▶ **SET TASK**:
Gather every line of the entries below that contains the word "hook", and copy each one out unchanged.
┌─ PROVIDED ENTRIES
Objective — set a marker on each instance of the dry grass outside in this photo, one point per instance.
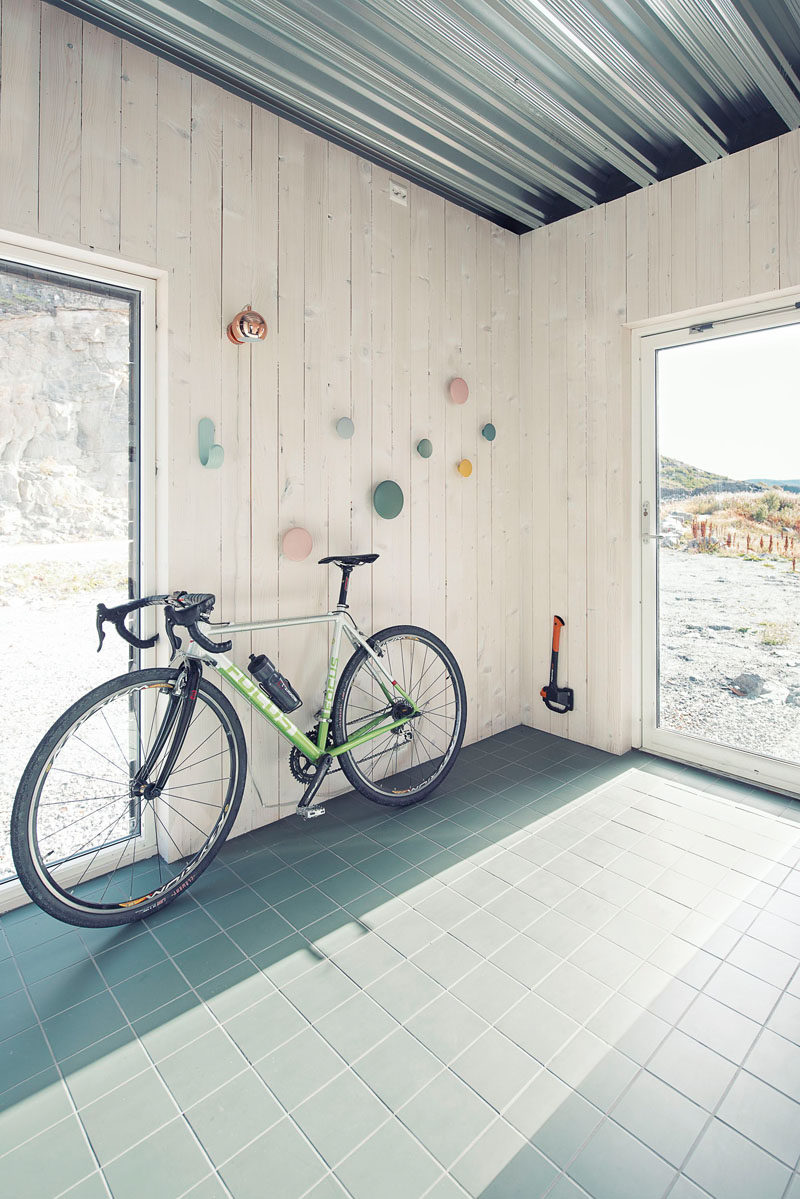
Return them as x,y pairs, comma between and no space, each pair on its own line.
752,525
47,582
└─
┌─ PROVIDED ENTRIES
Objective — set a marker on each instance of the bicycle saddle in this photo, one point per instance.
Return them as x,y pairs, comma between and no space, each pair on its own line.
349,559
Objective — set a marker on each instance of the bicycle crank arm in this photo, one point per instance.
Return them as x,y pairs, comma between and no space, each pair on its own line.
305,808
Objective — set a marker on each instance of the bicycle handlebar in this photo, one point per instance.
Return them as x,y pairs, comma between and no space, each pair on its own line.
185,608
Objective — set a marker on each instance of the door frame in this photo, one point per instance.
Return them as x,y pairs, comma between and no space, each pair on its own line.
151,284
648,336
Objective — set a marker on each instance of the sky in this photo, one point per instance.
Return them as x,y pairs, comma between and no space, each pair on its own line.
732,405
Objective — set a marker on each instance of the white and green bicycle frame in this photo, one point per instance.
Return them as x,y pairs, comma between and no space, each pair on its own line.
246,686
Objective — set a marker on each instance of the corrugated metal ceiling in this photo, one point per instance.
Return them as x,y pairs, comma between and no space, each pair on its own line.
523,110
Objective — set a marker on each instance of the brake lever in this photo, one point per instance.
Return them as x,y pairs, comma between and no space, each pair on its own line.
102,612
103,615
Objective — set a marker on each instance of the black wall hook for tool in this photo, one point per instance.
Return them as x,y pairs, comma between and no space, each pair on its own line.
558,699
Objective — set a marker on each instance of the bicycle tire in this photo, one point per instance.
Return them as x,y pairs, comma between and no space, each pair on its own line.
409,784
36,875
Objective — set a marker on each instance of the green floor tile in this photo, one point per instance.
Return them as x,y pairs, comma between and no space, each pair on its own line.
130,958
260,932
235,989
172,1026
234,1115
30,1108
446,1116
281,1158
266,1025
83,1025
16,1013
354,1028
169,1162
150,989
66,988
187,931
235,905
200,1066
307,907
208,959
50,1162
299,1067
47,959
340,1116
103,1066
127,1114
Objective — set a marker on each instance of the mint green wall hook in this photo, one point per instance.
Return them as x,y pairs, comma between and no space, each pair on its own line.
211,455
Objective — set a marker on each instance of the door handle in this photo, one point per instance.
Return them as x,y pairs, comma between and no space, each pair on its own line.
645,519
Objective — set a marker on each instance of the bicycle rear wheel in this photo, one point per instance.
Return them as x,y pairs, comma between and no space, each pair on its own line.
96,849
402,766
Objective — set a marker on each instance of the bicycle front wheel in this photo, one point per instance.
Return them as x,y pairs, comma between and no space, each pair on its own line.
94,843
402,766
└─
▶ **TASK RESPONSE**:
Objective — set a marker on each instance of the black wall hook for tool in this photo, one point per instance.
Objective — set a marker on each instance of the mint green wall hook in this photo, one point per instance.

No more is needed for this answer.